EXERCISE DETAILS ::
An unchanged copy of each entry below is needed; keep the pictures out of it.

DATASET EXCERPTS ::
_ _ _
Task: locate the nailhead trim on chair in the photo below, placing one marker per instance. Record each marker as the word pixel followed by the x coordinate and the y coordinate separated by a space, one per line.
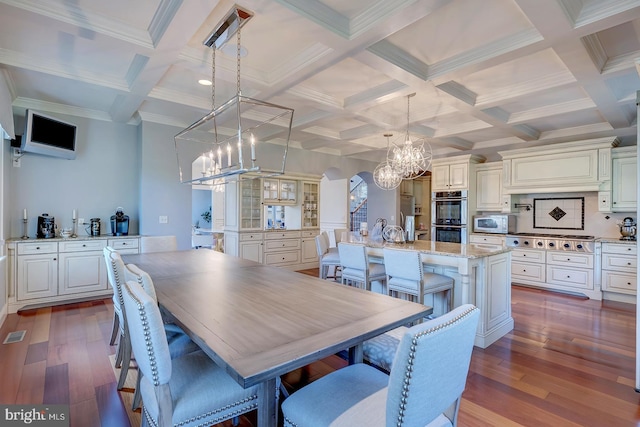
pixel 409 366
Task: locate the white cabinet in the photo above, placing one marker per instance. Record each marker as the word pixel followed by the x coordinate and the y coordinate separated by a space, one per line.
pixel 37 270
pixel 282 248
pixel 279 191
pixel 81 267
pixel 251 246
pixel 624 180
pixel 619 262
pixel 450 177
pixel 452 173
pixel 309 252
pixel 489 195
pixel 310 204
pixel 50 271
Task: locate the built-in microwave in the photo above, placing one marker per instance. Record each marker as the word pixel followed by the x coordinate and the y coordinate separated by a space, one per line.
pixel 497 224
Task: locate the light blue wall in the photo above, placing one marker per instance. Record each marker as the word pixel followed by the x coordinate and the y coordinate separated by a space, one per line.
pixel 103 176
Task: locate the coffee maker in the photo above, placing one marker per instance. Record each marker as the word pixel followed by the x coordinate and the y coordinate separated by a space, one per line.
pixel 46 226
pixel 119 223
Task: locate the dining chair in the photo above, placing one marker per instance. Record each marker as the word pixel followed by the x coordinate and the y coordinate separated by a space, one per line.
pixel 149 244
pixel 356 267
pixel 338 234
pixel 117 273
pixel 405 274
pixel 424 387
pixel 326 258
pixel 190 390
pixel 179 342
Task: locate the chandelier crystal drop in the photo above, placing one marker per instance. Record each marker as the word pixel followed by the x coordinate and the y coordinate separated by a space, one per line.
pixel 384 175
pixel 410 160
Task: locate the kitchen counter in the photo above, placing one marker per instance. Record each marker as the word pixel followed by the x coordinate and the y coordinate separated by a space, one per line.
pixel 481 274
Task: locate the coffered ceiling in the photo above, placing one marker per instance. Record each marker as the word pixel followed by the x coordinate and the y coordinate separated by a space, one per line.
pixel 488 74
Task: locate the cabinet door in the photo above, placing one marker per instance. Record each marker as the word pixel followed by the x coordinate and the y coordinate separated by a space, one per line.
pixel 489 190
pixel 37 276
pixel 288 191
pixel 81 272
pixel 624 184
pixel 309 252
pixel 459 176
pixel 251 251
pixel 440 178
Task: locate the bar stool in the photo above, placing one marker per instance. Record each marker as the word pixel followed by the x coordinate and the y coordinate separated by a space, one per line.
pixel 405 274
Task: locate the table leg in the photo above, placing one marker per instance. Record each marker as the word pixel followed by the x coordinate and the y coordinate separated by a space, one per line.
pixel 268 407
pixel 355 354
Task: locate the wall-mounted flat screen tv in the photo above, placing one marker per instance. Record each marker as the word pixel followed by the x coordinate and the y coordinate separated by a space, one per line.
pixel 48 136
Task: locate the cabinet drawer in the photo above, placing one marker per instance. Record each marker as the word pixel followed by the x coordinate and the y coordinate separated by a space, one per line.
pixel 570 277
pixel 120 244
pixel 528 255
pixel 250 236
pixel 310 233
pixel 571 259
pixel 527 271
pixel 37 248
pixel 619 282
pixel 274 235
pixel 619 262
pixel 82 245
pixel 617 248
pixel 480 238
pixel 285 244
pixel 282 258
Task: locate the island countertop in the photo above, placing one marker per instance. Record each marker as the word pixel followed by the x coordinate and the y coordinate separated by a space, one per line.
pixel 470 251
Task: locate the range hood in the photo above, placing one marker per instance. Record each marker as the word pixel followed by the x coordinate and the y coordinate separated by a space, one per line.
pixel 579 166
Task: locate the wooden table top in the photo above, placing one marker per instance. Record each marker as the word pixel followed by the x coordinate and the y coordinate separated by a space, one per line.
pixel 261 321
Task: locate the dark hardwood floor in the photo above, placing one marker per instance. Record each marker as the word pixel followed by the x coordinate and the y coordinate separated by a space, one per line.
pixel 568 362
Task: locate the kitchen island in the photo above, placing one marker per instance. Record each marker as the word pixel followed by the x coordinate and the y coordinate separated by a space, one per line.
pixel 481 273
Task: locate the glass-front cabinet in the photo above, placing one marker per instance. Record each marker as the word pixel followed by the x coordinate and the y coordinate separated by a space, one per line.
pixel 279 191
pixel 250 204
pixel 310 205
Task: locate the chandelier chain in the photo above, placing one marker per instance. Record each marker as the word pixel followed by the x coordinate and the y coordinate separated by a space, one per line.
pixel 238 62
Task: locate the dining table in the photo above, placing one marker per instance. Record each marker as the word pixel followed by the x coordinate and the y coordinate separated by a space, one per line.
pixel 259 322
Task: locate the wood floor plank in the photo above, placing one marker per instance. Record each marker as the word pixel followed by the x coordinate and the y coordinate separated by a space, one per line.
pixel 110 408
pixel 31 388
pixel 56 385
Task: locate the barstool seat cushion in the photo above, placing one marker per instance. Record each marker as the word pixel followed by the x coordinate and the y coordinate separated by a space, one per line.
pixel 376 272
pixel 381 350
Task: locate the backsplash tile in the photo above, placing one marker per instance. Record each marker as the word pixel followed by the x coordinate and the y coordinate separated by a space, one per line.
pixel 559 213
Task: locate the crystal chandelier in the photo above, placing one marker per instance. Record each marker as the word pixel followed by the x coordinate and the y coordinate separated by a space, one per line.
pixel 410 160
pixel 231 139
pixel 384 175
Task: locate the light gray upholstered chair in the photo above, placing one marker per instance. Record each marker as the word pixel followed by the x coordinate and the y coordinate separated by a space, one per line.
pixel 405 274
pixel 326 258
pixel 424 386
pixel 187 391
pixel 117 274
pixel 356 267
pixel 179 343
pixel 149 244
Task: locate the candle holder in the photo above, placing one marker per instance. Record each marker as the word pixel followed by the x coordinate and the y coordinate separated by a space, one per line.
pixel 24 229
pixel 74 230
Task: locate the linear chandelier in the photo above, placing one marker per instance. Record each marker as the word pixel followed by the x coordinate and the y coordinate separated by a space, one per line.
pixel 410 160
pixel 232 138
_ _ _
EXERCISE ANSWER ::
Task: locate the nailhead trim on chair in the photo below, placing one marker per instance. Record each marker as the word pixel followed by the x coordinate and the y coordinate separated by a space, one per line.
pixel 409 366
Task: locate the white cabinet in the photo above, placing one marker per instance. Record each marker as the word pixel followed by the x coordinate and the y coordinate separated by a space, one per line.
pixel 37 270
pixel 282 248
pixel 279 191
pixel 81 267
pixel 251 246
pixel 624 180
pixel 619 262
pixel 450 177
pixel 452 173
pixel 309 252
pixel 489 195
pixel 310 204
pixel 50 271
Task: locate the built-in microwave in the photo above, placing one marker per instance. Record each marker as the word pixel followed by the x coordinate and the y coordinate separated by a space, one per line.
pixel 497 224
Task: locate the light blue wall in the photo above, placing one marker per instance. Record each marker as the word pixel followed by the x coordinate and the y coordinate separated by a space, one per line.
pixel 103 176
Task: locate the coffee maker in the photo above, placing one marker per instance. Record each marker as the word pixel followed by the x coordinate and the y coordinate separated by a space, one per line.
pixel 46 226
pixel 119 223
Task: locate the dining chair in the photo above, placing one marker per instance. Record each marker as the word pixel followed by the x coordinate and the y coordinate separated by a space, one per line.
pixel 149 244
pixel 356 267
pixel 338 234
pixel 117 273
pixel 405 274
pixel 424 387
pixel 326 258
pixel 190 390
pixel 179 342
Task: locate the chandelier crystal drop in the photo above, placing one marker per instance. Record each marker as the word pixel followed by the x coordinate and the y coordinate separated by a space, one per line.
pixel 384 175
pixel 410 160
Task: locate the kitchen counter in the photo above, placing one marker per instance. Record each marker as the word pixel followed by the x coordinate and the y coordinate separated by a space, one per line.
pixel 481 274
Task: locate the coffered ceiling in the photo above, placing one marker per instance. Record each marker as the word pixel followed by the x coordinate and the y coordinate separated by a space, one per line.
pixel 488 74
Task: locate the cabinet door in the photo above, placing one marker per instance. Record each marker as the word pixel followed by the x coordinate and the y coordinate separated by a space, one per line.
pixel 489 190
pixel 37 276
pixel 288 191
pixel 81 272
pixel 624 184
pixel 309 252
pixel 459 176
pixel 251 251
pixel 440 178
Task: locate the bar stool in the photo above, placing one marker per instance. Record each marker as the word pixel followed by the x coordinate and the y coordinate separated by a space, one per line.
pixel 405 274
Task: locate the table leg in the photo above, placing one marker per instance. Record each marker as the word pixel followed by the x coordinate and the y coordinate separated by a space, one per line.
pixel 268 407
pixel 355 354
Task: locate the wall-mounted flat screen tv in the photo above, placing one marker per instance. Record each marker as the word pixel followed by the x coordinate and the y coordinate separated by a space, one per line.
pixel 48 136
Task: locate the cabinet drawer in the photo above, placing one marker per instance. Record each marker as the word pixel followed by the x coordinate and the y coordinate separated by a space, one per line.
pixel 570 277
pixel 120 244
pixel 528 255
pixel 250 236
pixel 310 233
pixel 571 259
pixel 527 271
pixel 37 248
pixel 619 282
pixel 274 235
pixel 619 262
pixel 82 245
pixel 617 248
pixel 480 238
pixel 285 244
pixel 282 258
Task: locate the island countertop in the photo above, placing one marker per instance. Record each marker as the word pixel followed by the x coordinate and the y coordinate separated by a space, one per line.
pixel 470 251
Task: locate the range hood in the photo above, placing one marker per instance. Record each marker as the word pixel followed by the x coordinate and the y coordinate separated by a space, one per line.
pixel 579 166
Task: locate the wooden table top in the photo above, placing one marker per instance. Record each marker as the word pixel followed by the x coordinate and the y coordinate separated by a space, one per line.
pixel 261 321
Task: locate the dark hardwood floor in the photo above, placing one marker per instance. Record each marker as the word pixel followed by the x coordinate and the y coordinate separated by a space, one per line.
pixel 568 362
Task: locate the kitchen island in the photo above, placing one marker per instance. Record each marker as the word pixel followed by the x coordinate and the y coordinate separated by a space, one per line.
pixel 481 273
Task: locate the glass-front cabinet in the photo above, placing one marker per instance. Record each marker as the word pixel followed by the x coordinate and the y coordinate separated by a space, one per line.
pixel 279 191
pixel 250 204
pixel 310 205
Task: locate the chandelier chain in the photo above, placing one marker per instance. Record each marker as the word pixel followed by the x coordinate and the y coordinate separated by a space, one per line.
pixel 238 62
Task: locate the dining table in the photo above, placing one marker per instance. Record each marker as the word pixel followed by the x coordinate and the y coordinate separated by a space, one per line.
pixel 259 322
Task: locate the wood floor plank in the photo above, placing one marker per instance. Record each marker as the word pixel followed by the x coordinate and the y coordinate separated by a space, one per line.
pixel 110 408
pixel 31 388
pixel 56 385
Task: locate the barstool seat cushion in the photo above, placing one marker per instance. Record each marker as the word pixel followed by the x coordinate and the y coordinate separated by a space, one per line.
pixel 376 272
pixel 381 350
Task: locate the backsplash tile in the photo above, placing one marker per instance. Record each marker as the word pixel followed by the x coordinate and the y coordinate separated by a space, one per line.
pixel 559 213
Task: locate the crystal chandelier in the photo above, placing one marker per instance. Record each marker as the word pixel followed by the x coordinate and the y coordinate separated by a space, one per line.
pixel 410 160
pixel 231 139
pixel 384 175
Task: locate the light gray upholstered chair in the photo above, placing one marker per instance. Record each marker as the word pixel followed by the x coordinate and the y coordinate separated by a space, one per line.
pixel 405 274
pixel 326 258
pixel 424 386
pixel 187 391
pixel 117 274
pixel 356 267
pixel 179 343
pixel 149 244
Task: locate the candle holder in the photo above, placing one marker per instance. Record each marker as the word pixel followed by the x coordinate and the y coordinate separated by a space, one per line.
pixel 24 229
pixel 74 230
Task: locate the linear chandelier in the photo above, placing one marker per instance. Record each marker as the word pixel followed by the x coordinate and the y coordinate separated by a space, one per line.
pixel 410 160
pixel 232 138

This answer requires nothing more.